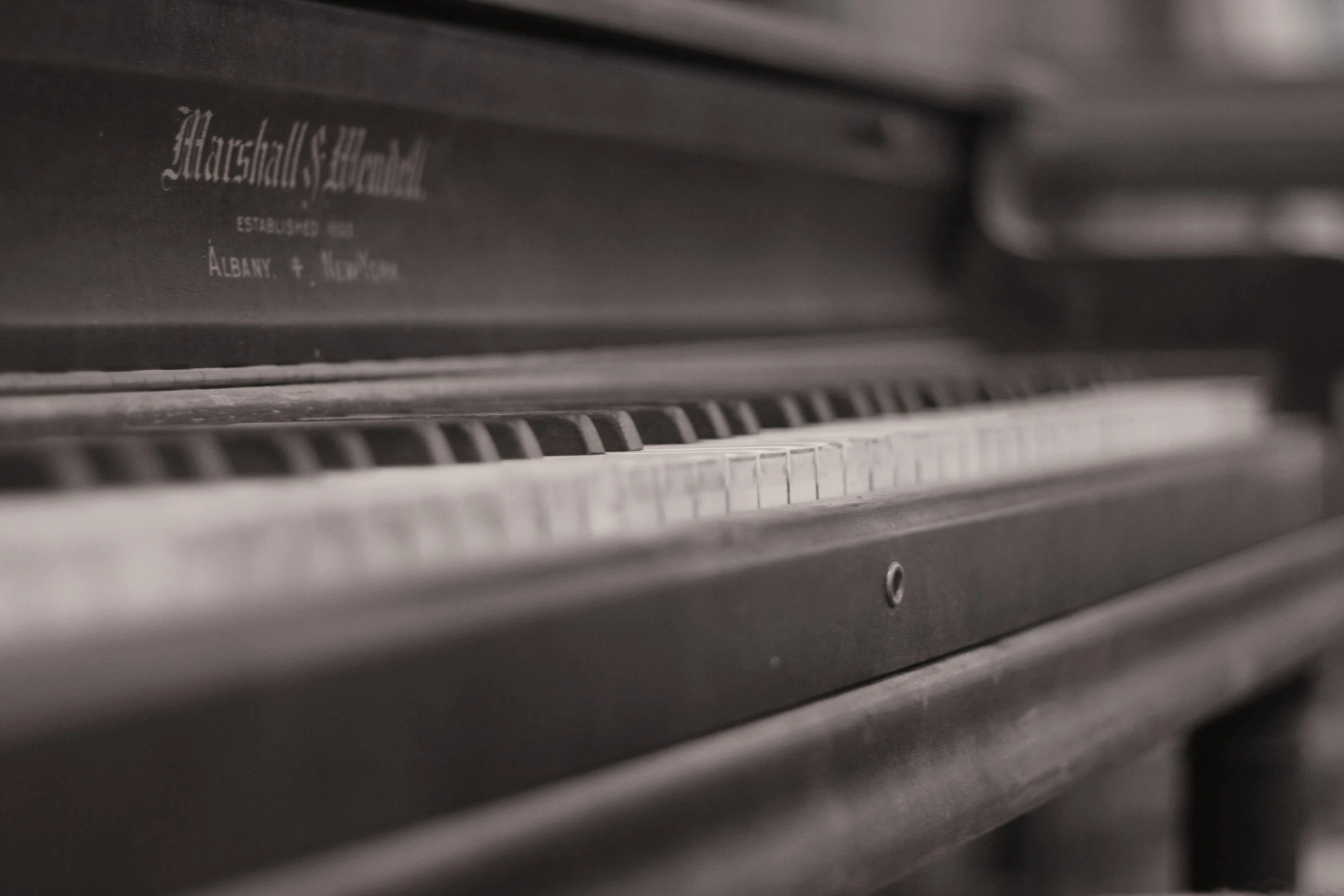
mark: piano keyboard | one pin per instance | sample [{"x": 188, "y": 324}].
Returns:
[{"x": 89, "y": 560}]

:::

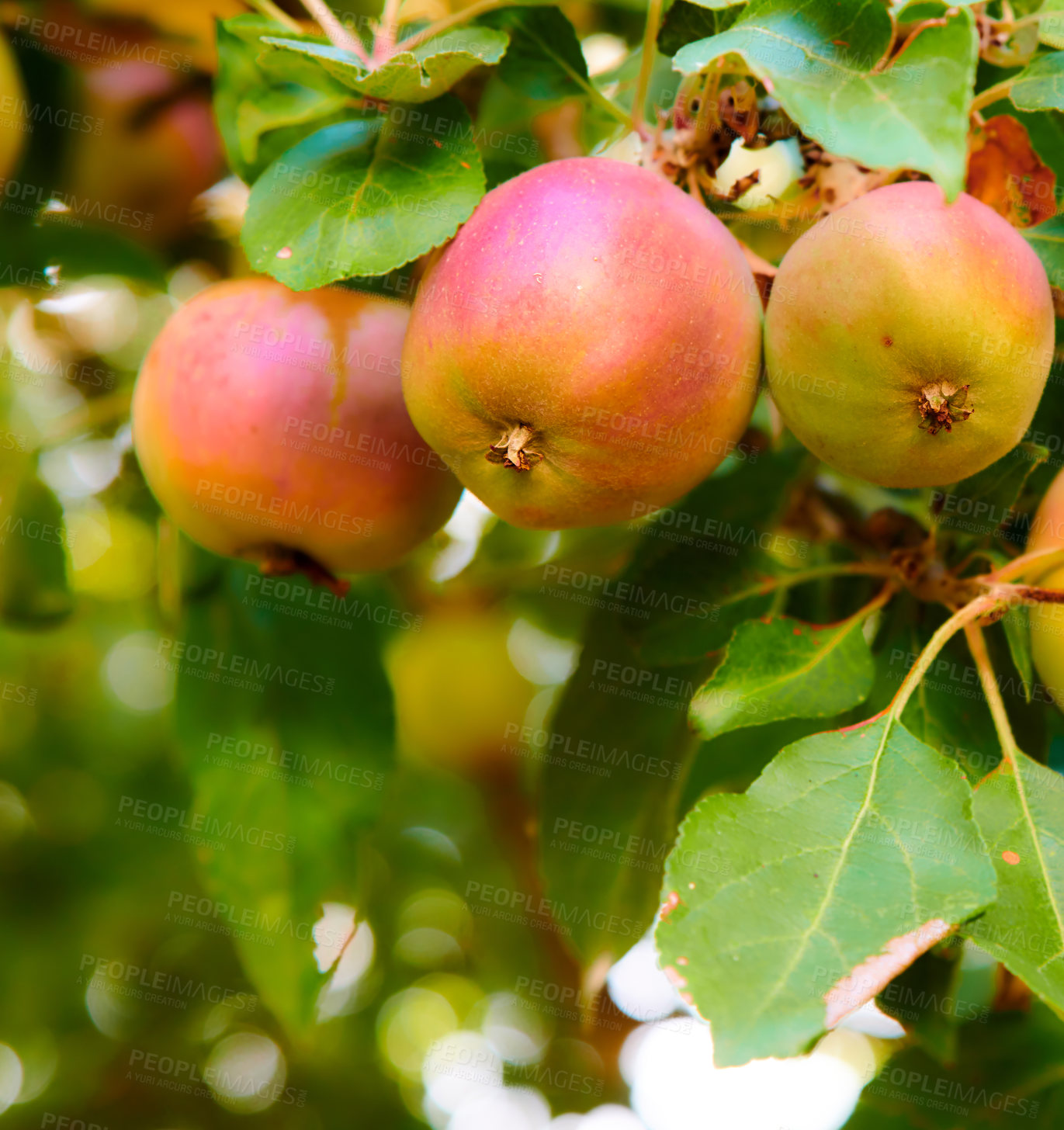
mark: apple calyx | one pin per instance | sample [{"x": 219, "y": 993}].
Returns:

:::

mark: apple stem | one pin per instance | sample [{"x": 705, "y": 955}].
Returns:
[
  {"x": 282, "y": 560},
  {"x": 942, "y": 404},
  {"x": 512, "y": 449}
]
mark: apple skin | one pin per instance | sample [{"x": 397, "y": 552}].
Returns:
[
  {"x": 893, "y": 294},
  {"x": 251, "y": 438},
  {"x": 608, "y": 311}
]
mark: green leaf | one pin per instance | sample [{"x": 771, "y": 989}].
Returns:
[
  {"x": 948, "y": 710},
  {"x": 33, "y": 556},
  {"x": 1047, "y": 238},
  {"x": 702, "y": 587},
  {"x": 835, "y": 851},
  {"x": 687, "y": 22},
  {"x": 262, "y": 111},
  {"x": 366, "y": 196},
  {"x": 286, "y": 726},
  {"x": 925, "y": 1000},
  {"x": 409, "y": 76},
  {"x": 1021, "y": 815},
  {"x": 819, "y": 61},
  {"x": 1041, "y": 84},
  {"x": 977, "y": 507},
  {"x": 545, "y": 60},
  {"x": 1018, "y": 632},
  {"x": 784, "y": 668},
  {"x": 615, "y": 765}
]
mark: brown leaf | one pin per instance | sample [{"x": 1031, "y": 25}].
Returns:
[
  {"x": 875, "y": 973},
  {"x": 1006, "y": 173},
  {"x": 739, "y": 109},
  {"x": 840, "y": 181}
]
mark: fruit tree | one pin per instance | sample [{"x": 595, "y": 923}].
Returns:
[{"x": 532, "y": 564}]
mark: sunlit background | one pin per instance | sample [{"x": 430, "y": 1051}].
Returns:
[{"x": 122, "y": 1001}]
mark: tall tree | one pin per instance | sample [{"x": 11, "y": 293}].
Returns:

:::

Prompt
Pull out every line of the material above that contains the string "leaf". Copy each such line unchanged.

Result of this exercise
mark: green leaf | one pin per instance | sample [{"x": 771, "y": 989}].
mark: brown leaf | one pin per instance | sample [{"x": 1031, "y": 25}].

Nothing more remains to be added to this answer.